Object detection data
'''

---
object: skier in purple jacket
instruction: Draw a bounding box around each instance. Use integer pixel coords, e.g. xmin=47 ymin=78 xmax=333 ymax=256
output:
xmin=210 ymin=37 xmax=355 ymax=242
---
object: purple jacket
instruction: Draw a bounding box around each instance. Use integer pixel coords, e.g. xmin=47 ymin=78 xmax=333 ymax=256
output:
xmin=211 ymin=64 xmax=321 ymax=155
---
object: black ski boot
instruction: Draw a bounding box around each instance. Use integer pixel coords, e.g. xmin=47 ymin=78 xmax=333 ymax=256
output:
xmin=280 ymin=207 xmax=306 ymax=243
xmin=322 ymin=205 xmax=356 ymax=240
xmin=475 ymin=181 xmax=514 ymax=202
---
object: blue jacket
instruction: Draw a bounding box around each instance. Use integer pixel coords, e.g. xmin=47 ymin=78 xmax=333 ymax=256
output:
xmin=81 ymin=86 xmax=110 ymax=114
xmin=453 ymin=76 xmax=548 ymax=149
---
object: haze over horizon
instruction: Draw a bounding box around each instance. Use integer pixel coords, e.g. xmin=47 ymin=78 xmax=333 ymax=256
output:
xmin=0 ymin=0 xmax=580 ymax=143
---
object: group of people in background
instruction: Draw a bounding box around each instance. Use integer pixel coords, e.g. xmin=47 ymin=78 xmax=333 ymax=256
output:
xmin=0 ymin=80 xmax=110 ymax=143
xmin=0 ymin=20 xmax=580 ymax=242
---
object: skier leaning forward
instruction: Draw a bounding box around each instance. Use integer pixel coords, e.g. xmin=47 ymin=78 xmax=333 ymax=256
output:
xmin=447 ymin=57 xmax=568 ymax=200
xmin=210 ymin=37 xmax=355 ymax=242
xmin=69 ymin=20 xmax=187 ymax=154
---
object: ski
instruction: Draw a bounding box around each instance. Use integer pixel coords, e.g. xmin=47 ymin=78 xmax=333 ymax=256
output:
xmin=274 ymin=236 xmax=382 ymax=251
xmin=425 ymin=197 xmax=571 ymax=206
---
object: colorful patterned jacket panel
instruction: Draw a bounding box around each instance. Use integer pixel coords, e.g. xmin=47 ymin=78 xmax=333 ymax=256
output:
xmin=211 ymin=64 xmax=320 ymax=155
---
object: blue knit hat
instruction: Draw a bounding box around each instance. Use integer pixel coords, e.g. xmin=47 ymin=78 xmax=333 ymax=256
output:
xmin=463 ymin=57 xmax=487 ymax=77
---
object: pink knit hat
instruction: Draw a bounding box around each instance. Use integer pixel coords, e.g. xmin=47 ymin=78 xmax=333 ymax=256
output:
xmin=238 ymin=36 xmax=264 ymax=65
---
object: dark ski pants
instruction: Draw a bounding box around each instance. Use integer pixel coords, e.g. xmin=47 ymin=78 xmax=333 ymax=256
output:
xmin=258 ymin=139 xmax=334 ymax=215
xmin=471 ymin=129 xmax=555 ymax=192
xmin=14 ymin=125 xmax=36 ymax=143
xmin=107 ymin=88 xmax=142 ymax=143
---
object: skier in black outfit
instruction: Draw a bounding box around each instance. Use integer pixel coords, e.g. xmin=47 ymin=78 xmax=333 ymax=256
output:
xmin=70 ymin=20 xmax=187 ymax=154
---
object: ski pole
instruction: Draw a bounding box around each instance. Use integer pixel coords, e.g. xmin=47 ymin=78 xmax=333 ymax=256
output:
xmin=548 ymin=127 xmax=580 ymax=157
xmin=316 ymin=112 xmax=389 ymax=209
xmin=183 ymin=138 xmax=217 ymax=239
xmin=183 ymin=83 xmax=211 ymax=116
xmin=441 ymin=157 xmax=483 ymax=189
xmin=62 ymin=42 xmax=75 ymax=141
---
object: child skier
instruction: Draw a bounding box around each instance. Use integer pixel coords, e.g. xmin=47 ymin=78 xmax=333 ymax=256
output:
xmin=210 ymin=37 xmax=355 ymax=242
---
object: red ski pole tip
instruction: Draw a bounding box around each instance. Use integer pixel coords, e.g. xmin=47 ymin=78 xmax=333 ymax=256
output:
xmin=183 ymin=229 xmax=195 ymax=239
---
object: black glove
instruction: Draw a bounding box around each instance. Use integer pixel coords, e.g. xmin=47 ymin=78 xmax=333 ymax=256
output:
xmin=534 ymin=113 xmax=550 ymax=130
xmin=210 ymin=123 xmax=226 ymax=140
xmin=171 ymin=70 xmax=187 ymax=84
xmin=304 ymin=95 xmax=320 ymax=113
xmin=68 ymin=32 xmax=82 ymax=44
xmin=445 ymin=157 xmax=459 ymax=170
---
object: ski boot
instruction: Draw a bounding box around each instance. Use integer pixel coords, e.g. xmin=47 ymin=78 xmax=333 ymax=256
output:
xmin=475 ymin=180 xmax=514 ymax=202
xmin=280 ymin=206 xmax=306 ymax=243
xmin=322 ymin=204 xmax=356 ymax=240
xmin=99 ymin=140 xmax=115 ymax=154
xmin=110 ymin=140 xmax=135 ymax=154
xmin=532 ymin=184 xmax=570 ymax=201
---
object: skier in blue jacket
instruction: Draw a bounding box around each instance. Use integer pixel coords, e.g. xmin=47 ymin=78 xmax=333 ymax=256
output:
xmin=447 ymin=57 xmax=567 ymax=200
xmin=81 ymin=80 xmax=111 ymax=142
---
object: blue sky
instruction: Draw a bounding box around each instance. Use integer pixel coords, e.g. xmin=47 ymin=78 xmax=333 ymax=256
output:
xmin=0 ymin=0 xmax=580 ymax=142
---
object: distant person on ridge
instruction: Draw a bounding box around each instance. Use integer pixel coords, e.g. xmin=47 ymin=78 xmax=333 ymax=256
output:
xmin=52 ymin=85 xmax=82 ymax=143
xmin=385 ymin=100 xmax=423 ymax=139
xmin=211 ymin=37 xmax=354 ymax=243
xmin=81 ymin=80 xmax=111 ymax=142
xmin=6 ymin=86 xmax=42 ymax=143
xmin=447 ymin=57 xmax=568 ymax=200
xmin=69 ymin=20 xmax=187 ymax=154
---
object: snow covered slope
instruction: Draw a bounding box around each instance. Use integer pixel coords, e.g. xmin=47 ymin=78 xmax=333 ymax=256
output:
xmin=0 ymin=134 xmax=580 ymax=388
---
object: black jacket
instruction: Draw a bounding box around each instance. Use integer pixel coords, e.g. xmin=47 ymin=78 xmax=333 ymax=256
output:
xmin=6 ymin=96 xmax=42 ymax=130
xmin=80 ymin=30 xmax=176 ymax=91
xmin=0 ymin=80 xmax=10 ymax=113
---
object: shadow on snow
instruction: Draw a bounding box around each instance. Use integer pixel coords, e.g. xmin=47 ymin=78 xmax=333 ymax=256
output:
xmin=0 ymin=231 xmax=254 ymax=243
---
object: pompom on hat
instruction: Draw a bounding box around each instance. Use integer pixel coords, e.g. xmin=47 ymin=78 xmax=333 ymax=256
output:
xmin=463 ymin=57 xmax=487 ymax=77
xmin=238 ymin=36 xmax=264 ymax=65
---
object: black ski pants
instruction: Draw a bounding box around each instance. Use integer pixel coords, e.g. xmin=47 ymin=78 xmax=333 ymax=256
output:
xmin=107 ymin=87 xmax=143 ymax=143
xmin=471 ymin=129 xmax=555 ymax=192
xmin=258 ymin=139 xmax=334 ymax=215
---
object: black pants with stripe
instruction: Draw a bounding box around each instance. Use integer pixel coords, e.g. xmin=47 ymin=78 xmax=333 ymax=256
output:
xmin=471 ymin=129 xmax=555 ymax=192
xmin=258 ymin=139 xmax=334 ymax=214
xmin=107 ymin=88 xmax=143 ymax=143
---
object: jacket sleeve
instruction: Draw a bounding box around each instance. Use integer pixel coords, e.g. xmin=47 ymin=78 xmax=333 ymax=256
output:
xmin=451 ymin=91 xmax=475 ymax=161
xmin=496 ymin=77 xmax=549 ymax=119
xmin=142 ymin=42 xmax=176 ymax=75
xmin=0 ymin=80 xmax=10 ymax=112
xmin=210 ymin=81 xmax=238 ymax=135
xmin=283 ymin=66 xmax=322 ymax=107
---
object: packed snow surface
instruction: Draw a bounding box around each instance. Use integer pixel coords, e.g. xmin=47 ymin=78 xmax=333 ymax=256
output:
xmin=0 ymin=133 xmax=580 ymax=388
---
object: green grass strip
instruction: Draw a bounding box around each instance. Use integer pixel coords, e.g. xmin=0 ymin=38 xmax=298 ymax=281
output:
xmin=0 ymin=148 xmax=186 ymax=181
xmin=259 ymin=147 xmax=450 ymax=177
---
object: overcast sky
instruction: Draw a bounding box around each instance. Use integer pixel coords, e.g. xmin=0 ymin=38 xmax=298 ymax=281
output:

'''

* _Goal_: Which lines in the material contain the word "boot"? Copy each one.

* _Result for this exercise_:
object: black ski boot
object: ski boot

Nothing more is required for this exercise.